This brings me to what happened in Tennessee

A Tennessee school board has banned a Pulitzer prize-winning novel from its classrooms over eight curse words and an illustration of a naked cartoon mouse.

The graphic novel, Maus: A Survivor’s Tale by New Yorker Art Spiegelman, uses hand-drawn illustrations of mice and cats to depict how the author’s parents survived Auschwitz during the Holocaust.

 I obviously do not agree with what that school board did. But was it in any way antisemitic? I don’t think so. Here’s why: 

Ten board members unanimously agreed in favour of removing the novel from the eighth-grade curriculum, citing its use of the phrase “God Damn” and drawings of “naked pictures” of women, according to minutes taken from a board of education meeting earlier this month. 

That was followed by the following comments from two board members:

“I am not denying it was horrible, brutal, and cruel,” Allman said in reference to the genocide and murder of six million European Jews during the second world war.

### MATERIAL PROVIDED
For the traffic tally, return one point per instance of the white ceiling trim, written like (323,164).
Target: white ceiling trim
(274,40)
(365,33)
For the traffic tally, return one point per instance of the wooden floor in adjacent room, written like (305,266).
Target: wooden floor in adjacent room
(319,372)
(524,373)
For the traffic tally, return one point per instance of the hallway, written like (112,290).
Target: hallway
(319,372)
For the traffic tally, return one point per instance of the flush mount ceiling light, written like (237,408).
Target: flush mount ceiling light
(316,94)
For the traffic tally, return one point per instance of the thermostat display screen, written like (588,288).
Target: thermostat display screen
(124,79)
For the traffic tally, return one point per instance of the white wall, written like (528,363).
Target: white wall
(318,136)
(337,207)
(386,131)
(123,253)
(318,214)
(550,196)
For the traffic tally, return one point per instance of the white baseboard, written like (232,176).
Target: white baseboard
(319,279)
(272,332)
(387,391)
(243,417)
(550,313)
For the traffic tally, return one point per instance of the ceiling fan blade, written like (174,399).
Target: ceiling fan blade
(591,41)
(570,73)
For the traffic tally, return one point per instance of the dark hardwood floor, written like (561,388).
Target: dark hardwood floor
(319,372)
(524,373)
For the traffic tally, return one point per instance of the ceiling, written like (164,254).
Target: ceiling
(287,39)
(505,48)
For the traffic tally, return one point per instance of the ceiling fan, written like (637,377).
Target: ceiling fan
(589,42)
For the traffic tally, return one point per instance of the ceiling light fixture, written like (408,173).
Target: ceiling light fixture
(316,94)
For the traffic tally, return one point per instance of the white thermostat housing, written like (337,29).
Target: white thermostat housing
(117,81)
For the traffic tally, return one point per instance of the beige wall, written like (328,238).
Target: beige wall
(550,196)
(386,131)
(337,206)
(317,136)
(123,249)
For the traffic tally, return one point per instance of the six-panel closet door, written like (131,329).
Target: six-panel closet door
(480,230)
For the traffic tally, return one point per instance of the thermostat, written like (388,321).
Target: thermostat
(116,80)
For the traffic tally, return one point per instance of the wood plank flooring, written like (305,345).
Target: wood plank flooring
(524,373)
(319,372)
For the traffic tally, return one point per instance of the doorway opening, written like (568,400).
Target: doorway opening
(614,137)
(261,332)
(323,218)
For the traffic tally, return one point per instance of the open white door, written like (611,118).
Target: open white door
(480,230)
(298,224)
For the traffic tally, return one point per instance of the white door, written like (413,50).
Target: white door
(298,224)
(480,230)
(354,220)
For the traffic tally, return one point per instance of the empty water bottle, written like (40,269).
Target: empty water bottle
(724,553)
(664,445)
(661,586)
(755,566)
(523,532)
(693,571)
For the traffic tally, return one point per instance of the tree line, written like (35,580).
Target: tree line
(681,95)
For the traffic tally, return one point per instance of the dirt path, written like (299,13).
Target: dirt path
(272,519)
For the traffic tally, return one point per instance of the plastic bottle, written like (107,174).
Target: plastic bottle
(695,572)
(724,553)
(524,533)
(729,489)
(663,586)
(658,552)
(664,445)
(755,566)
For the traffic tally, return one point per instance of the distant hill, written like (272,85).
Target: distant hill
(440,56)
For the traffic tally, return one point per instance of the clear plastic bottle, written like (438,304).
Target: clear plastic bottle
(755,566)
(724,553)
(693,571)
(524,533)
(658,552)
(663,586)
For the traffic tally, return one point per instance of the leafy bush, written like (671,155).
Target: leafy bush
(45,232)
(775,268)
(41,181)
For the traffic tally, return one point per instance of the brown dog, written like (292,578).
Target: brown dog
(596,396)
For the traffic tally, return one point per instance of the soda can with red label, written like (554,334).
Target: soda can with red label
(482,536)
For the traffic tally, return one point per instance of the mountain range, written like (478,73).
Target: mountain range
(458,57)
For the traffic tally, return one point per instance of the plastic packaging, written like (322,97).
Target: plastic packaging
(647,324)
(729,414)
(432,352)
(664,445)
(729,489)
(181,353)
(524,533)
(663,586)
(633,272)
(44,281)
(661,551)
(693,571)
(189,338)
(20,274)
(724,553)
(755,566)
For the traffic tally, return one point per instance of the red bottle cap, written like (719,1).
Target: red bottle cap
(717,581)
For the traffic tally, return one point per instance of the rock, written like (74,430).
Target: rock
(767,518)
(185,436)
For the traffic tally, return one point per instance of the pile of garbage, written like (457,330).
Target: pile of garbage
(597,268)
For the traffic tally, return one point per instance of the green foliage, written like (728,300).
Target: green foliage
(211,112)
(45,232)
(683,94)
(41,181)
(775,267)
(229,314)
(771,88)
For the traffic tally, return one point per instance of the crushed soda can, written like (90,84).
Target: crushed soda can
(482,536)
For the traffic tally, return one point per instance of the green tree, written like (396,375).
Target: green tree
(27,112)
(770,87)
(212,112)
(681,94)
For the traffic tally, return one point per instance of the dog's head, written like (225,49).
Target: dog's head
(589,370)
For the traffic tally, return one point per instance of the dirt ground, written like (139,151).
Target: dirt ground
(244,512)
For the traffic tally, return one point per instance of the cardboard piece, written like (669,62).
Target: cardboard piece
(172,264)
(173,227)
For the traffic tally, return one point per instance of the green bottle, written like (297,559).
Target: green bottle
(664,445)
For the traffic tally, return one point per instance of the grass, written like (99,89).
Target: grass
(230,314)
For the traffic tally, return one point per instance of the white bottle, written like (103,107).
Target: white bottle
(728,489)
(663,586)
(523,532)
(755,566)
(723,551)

### TASK INSTRUCTIONS
List each cardinal number the Tennessee school board text spells out in words, along with what it counts.

### EXERCISE RESULT
- eight: curse words
- Ten: board members
- two: board members
- six million: European Jews